- **Instruções a seguir**
Com base no texto sobre o rap no interior de Cuba, responda às seguintes perguntas:
(a) Quanto custa em média, por hora, o uso da internet em Cuba para estrangeiros?
(b) Quantos CDs gravados tem o grupo "Los Aldeanos"?
(c) Qual é a arma mais poderosa para a difusão do rap cubano?

- **Texto selecionado**
◇ ◇ ◇ ◇ ◇
Do interior de Cuba, grupo dribla falta de internet e aparatos eletrônicos com boa música

Por Jéssica BalbinoEspecial de Havana, Cuba.

O boca a boca e a arma mais poderosa de difusão
Usar a internet em cuba, para estrangeiros, é algo que custa em média R$ 30 a hora. A conexão lembra a época em que o 3G ainda não existia e tudo se fazia pelo telefone, a famosa “conexão discada” e acessar sites simples como Google ou Facebook é uma batalha a quem está acostumado com a instaneidade.

Agora imagine baixar um arquivo em MP3, carregar um vídeo no youbute ou acessar perfis no soundcloud. Pois é. Quase impossível. Difundir a música feita em Cuba pela internet é utopia e só acontece com o auxílio de quem vive fora da ilha sob o comando de Raul Castro.

Nos táxis e bicitáxis é comum ouvir os raps Cubanos, especialmente no interior, fora de Havana. Por lá, qualquer dispositivo de som entoa versos do famoso grupo “Los Aldeanos”, que já tem 15 CDs gravados e uma trajetória de mais de uma década e também do La Invaxión, nas ‘calles’ onde o grupo vive e é reconhecido. Nos celulares – vindos quase todos do exterior – as músicas também são compartilhadas.

Aliás, reconhecimento é a palavra que marca o cotidiano dos integrantes do grupo. Por onde passam, são tratados como familiares. Em cada casa, venda, bar ou estabelecimento comercial, recebem abraços, sorrisos e apertos de mãos dos que dividem o dia a dia. O boca a boca é arma mais poderosa para a difusão do rap cubano.
◇ ◇ ◇ ◇ ◇
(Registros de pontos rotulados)
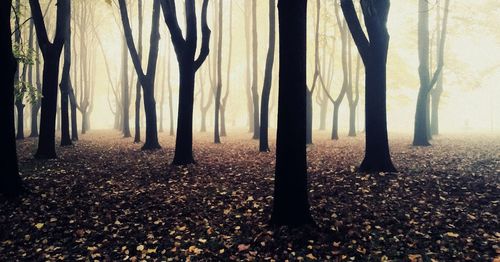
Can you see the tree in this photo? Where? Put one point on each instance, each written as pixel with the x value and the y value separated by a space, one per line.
pixel 373 50
pixel 255 71
pixel 268 79
pixel 223 105
pixel 291 206
pixel 185 49
pixel 218 88
pixel 316 75
pixel 10 181
pixel 147 79
pixel 420 137
pixel 353 94
pixel 51 53
pixel 65 84
pixel 137 131
pixel 438 90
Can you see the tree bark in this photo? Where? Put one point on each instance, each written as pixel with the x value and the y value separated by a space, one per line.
pixel 65 84
pixel 291 205
pixel 51 53
pixel 268 80
pixel 218 89
pixel 185 49
pixel 255 71
pixel 137 131
pixel 10 181
pixel 374 55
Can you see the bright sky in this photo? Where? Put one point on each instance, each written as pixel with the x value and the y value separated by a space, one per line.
pixel 471 74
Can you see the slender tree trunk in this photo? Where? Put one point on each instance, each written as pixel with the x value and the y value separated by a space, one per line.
pixel 218 91
pixel 377 154
pixel 65 85
pixel 335 122
pixel 255 71
pixel 436 98
pixel 291 205
pixel 137 136
pixel 309 116
pixel 125 92
pixel 10 181
pixel 184 139
pixel 46 141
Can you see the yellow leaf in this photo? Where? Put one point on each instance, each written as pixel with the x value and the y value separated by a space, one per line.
pixel 415 257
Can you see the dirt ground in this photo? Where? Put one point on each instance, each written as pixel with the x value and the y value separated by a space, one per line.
pixel 105 199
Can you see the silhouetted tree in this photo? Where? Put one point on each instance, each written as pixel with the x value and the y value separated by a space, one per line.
pixel 268 79
pixel 223 105
pixel 438 90
pixel 218 88
pixel 185 49
pixel 10 181
pixel 137 131
pixel 291 206
pixel 373 50
pixel 421 134
pixel 51 54
pixel 65 84
pixel 147 80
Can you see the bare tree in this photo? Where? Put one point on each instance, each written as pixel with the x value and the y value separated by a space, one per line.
pixel 185 49
pixel 373 50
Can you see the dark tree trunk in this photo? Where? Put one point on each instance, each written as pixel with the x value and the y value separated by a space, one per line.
pixel 185 49
pixel 65 84
pixel 218 90
pixel 20 120
pixel 309 116
pixel 291 205
pixel 125 93
pixel 35 106
pixel 436 98
pixel 10 181
pixel 335 122
pixel 184 140
pixel 374 54
pixel 422 131
pixel 137 131
pixel 255 70
pixel 268 80
pixel 147 79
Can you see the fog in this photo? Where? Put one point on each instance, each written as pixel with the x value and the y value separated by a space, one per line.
pixel 470 76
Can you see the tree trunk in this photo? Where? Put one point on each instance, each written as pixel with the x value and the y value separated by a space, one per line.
pixel 125 92
pixel 291 206
pixel 46 141
pixel 65 85
pixel 309 116
pixel 218 90
pixel 255 70
pixel 10 181
pixel 352 120
pixel 184 140
pixel 335 122
pixel 436 98
pixel 151 142
pixel 137 131
pixel 377 155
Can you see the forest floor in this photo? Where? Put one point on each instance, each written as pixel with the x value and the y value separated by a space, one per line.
pixel 105 199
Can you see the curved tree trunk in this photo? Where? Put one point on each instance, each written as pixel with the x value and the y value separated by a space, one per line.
pixel 290 184
pixel 10 181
◇ ◇ ◇ ◇ ◇
- **Resposta da tarefa**
(a) Custa em média R$ 30 a hora.
(b) O grupo tem 15 CDs gravados.
(c) É o boca a boca.